→ **INSTRUCTIONS TO FOLLOW**
Return the whole listing, keeping every character the same.

→ **RECORDS FOR THIS EXERCISE**
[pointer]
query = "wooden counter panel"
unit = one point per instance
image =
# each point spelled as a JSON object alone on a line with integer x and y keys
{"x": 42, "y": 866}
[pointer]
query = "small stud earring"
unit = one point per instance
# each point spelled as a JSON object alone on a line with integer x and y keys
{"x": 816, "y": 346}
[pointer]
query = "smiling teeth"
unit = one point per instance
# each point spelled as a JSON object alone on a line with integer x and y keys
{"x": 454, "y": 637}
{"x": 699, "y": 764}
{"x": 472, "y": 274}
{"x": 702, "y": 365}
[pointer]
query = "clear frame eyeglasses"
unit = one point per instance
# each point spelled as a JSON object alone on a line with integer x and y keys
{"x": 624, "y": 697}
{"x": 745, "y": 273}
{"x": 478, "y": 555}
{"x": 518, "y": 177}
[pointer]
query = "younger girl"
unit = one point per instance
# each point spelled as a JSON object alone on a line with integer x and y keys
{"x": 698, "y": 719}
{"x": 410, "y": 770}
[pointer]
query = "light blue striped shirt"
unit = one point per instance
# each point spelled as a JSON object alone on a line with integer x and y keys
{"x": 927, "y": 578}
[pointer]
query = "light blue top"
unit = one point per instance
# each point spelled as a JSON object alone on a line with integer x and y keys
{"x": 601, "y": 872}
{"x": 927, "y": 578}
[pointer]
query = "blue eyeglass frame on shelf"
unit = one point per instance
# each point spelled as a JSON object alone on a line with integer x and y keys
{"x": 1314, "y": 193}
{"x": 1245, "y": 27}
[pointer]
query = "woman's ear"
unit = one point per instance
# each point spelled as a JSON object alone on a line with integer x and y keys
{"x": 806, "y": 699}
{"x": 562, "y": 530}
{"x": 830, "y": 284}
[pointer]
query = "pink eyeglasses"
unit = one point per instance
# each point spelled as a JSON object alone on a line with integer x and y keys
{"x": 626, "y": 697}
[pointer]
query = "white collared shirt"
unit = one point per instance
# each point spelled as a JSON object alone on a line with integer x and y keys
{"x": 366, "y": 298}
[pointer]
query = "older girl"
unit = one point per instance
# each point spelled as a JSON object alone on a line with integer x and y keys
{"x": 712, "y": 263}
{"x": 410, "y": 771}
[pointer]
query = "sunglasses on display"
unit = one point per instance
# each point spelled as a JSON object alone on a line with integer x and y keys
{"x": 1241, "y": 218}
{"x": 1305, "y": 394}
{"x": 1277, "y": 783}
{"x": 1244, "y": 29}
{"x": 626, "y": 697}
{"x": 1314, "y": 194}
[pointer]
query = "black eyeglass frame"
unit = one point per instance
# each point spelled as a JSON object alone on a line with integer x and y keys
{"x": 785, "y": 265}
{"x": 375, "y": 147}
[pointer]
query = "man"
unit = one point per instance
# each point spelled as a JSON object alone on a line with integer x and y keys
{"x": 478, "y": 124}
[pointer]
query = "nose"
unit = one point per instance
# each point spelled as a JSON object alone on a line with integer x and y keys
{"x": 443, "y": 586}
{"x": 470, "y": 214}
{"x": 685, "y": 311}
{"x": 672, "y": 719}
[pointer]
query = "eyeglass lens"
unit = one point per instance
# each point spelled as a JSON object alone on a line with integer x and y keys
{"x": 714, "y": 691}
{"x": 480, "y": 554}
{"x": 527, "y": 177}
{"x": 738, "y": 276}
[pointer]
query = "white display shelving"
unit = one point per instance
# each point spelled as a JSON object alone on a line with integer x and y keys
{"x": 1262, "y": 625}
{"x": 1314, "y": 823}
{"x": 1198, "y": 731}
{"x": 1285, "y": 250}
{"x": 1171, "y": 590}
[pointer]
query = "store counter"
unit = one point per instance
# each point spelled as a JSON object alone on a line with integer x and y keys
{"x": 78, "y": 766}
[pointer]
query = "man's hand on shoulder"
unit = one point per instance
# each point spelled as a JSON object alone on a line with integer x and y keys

→ **WRITTEN RESPONSE**
[pointer]
query = "wooden counter panel"
unit = one point per instance
image =
# each point spelled as a JSON object alone on a line with integer x and y keys
{"x": 42, "y": 866}
[pointer]
query = "small stud earring"
unit = one point per instance
# each point spelled as a JSON object alone on a line with integer x and y keys
{"x": 816, "y": 346}
[pointer]
query = "smiling teeth"
unit = one point per instance
# each point spelled as a JSON object alone on a line with integer x and y keys
{"x": 454, "y": 637}
{"x": 699, "y": 764}
{"x": 472, "y": 274}
{"x": 702, "y": 365}
[pointer]
query = "clear frame eyeglasses"
unit = one point per instance
# each point spelled as a JSON object alone on a line with integer x and y keys
{"x": 624, "y": 697}
{"x": 745, "y": 273}
{"x": 478, "y": 555}
{"x": 518, "y": 177}
[pointer]
query = "younger girl"
unit = one point per instance
# each point spelled as a JSON object alone on a line with integer x and y keys
{"x": 698, "y": 719}
{"x": 410, "y": 770}
[pointer]
query = "light blue striped shirt"
unit = one point per instance
# each point spelled as a JSON object alone on a line with integer x and y keys
{"x": 927, "y": 578}
[pointer]
query = "light blue top"
unit = one point per instance
# each point spelled as a JSON object alone on a line with integer x and y keys
{"x": 601, "y": 872}
{"x": 927, "y": 578}
[pointer]
query = "blue eyeglass frame on shelf"
unit = one point per instance
# each point spelled as a JSON object alone on a line with integer x and y keys
{"x": 1314, "y": 193}
{"x": 1245, "y": 27}
[pointer]
query = "woman's ear"
unit = one point per instance
# each point spelled as a JSON object alone on a line with integer x and y keys
{"x": 806, "y": 699}
{"x": 562, "y": 530}
{"x": 830, "y": 284}
[pointer]
query = "pink eyeglasses"
unit = one point per instance
# each point spelled as a JSON object alone on a line with integer x and y keys
{"x": 626, "y": 697}
[pointer]
query = "white collared shirt"
unit = one point per instance
# each point spelled as a JSON object alone on a line with integer x and y keys
{"x": 366, "y": 298}
[pointer]
query = "older girl"
unit = one point per instance
# each point spelled as a JSON object alone on a line with integer x and y keys
{"x": 712, "y": 263}
{"x": 410, "y": 771}
[pointer]
query = "sunglasses on display"
unit = one point per instance
# each point spelled as a JSON object alone on a line with integer x and y keys
{"x": 1241, "y": 218}
{"x": 1305, "y": 394}
{"x": 1277, "y": 783}
{"x": 1244, "y": 29}
{"x": 626, "y": 697}
{"x": 1314, "y": 194}
[pointer]
query = "black eyeglass frame"
unit = one point per instance
# each point spelled as a JSON object alone on a line with integer x and y keys
{"x": 785, "y": 265}
{"x": 375, "y": 147}
[pointer]
query = "man"
unit = one point per instance
# each point spelled as a JSON object alone on a line with integer x and y keys
{"x": 478, "y": 124}
[pointer]
query = "nose"
unit = one point per instance
# each point spelled as a JSON object alone on a line with integer x and y keys
{"x": 443, "y": 586}
{"x": 470, "y": 214}
{"x": 685, "y": 311}
{"x": 672, "y": 719}
[pointer]
query = "eyeglass lens"
unit = one point per instance
# each point spelled as a JSON object alone on a line with integer x and y keys
{"x": 714, "y": 691}
{"x": 480, "y": 554}
{"x": 527, "y": 177}
{"x": 738, "y": 276}
[pointer]
query = "white display shelving"
unit = one point per instance
# each point spelled as a JSON object alone on a line with integer x and y keys
{"x": 1262, "y": 625}
{"x": 1314, "y": 823}
{"x": 1198, "y": 731}
{"x": 1285, "y": 250}
{"x": 1171, "y": 590}
[pointer]
query = "store counter"
unit = one point per instance
# each point spelled as a JSON object alone on a line with integer x and y keys
{"x": 78, "y": 766}
[pointer]
query = "man's hand on shoulder"
unit = one point per instance
# each point spelled as a JSON object alone on a line with integer x and y keys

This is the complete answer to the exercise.